### Исходный текст

:::

Литмир - Электронная Библиотека
Содержание  
A
A

Александр Николаевич Островский

Бесприданница

Бесприданница - i_001.jpg

1823—1886

© Журавлева А. И., наследники, составление, вступительная статья, примечания, 1999

© Ильинский И. А., наследники, иллюстрации, 1985

© Панов В. П., наследники, иллюстрации, 1999

© Оформление серии. АО «Издательство «Детская литература», 2022

Театр для всего народа

История оставила название великих и гениальных только за теми писателями, которые умели писать для всего народа, и только те произведения пережили века, которые были истинно народными у себя дома.

А. Н. Островский

Островский – создатель русского национального театра. Эта формула вошла в русское культурное сознание уже при жизни драматурга. Суть исторического дела Островского, закрепленного в нашей памяти этой формулой, – соединение литературы и театра, двух форм культуры, до Островского остававшихся у нас разъединенными.

:::

### Задание a
Кратко перескажите абзац текста об Островском, который начинается словами «Островский – создатель русского национального театра». Основные факты сохраните.
Текст и записи никак не связаны между собой.

(Выдержки из набора данных для указания точек)
:::

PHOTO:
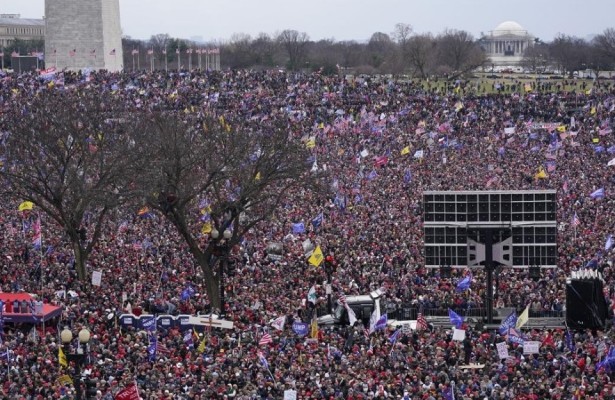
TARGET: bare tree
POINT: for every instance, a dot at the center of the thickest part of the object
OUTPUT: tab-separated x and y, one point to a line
73	157
536	57
207	176
296	44
605	42
569	52
380	48
420	51
459	52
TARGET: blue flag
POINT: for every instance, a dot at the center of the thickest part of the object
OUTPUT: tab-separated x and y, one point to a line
597	194
456	319
394	336
263	360
407	176
149	323
299	227
187	293
381	323
515	336
570	341
301	328
317	221
464	284
509	322
151	349
609	242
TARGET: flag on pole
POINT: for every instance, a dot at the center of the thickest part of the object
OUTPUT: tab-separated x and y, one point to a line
316	257
312	295
130	392
509	322
609	242
37	236
421	323
464	284
597	194
523	318
575	220
265	339
279	323
62	358
456	319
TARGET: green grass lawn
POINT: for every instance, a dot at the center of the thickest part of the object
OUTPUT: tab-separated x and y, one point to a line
481	84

:::

### Задание b
Прибавьте −56 к каждой координате в ответах записей на участке от строки, содержащей «TARGET: green grass lawn», до конца записей включительно. Приведите все строки этого участка заново, вместе с запросами.

### Результат a
Островского называют создателем русского национального театра, и эта формула утвердилась в культурном сознании еще при его жизни. Его историческая заслуга состоит в том, что он соединил литературу и театр, которые до него в России существовали раздельно.

### Результат b
TARGET: green grass lawn
POINT: for every instance, a dot at the center of the thickest part of the object
OUTPUT: tab-separated x and y, one point to a line
425	28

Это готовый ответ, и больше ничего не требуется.